How to Play Klondike Solitaire — A Complete Beginner’s Guide
Updated May 17, 2026 · 7-minute read
Klondike Solitaire is the most recognised card game in the world — the one most people simply call “Solitaire.” If you’ve played the Microsoft Windows version, you already know Klondike. This guide walks through every Klondike Solitaire rule, from the initial deal to the moment all 52 cards are stacked on the foundations, so you can start winning games from day one.
What Is Klondike Solitaire?
Klondike Solitaire is a single-player patience card game played with one standard 52-card deck. The goal is to move all 52 cards onto four foundation piles — one per suit — built from Ace up to King. Unlike Spider Solitaire, which uses two decks and 104 cards, Klondike uses just one deck and is generally faster to complete when the deal cooperates.
Klondike’s signature move is building alternating-color descending sequences on the tableau and uncovering hidden face-down cards until every card is in play. That tension between uncovering cards and managing limited column space is what makes Klondike endlessly replayable.

- _The problem_:
Copy the stretch of the Klondike Solitaire guide from "Klondike Solitaire is a" through "Klondike endlessly replayable." word for word.

- _Provided records_:

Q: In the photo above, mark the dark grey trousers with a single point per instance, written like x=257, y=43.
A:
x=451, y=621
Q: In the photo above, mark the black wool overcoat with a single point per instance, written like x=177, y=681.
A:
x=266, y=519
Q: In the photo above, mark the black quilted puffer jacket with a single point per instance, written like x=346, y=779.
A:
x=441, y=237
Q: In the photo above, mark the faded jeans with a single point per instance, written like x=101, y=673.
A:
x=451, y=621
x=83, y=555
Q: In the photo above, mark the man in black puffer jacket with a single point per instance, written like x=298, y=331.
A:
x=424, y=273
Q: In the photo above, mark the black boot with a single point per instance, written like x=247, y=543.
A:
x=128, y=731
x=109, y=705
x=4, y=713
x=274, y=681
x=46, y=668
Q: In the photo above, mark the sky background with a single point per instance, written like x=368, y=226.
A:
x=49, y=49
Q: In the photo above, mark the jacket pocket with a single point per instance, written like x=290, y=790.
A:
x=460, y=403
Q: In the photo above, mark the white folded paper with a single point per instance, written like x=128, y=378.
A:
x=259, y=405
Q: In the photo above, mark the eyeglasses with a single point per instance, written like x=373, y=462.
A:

- _Complete output_:
Klondike Solitaire is a single-player patience card game played with one standard 52-card deck. The goal is to move all 52 cards onto four foundation piles — one per suit — built from Ace up to King. Unlike Spider Solitaire, which uses two decks and 104 cards, Klondike uses just one deck and is generally faster to complete when the deal cooperates.
Klondike’s signature move is building alternating-color descending sequences on the tableau and uncovering hidden face-down cards until every card is in play. That tension between uncovering cards and managing limited column space is what makes Klondike endlessly replayable.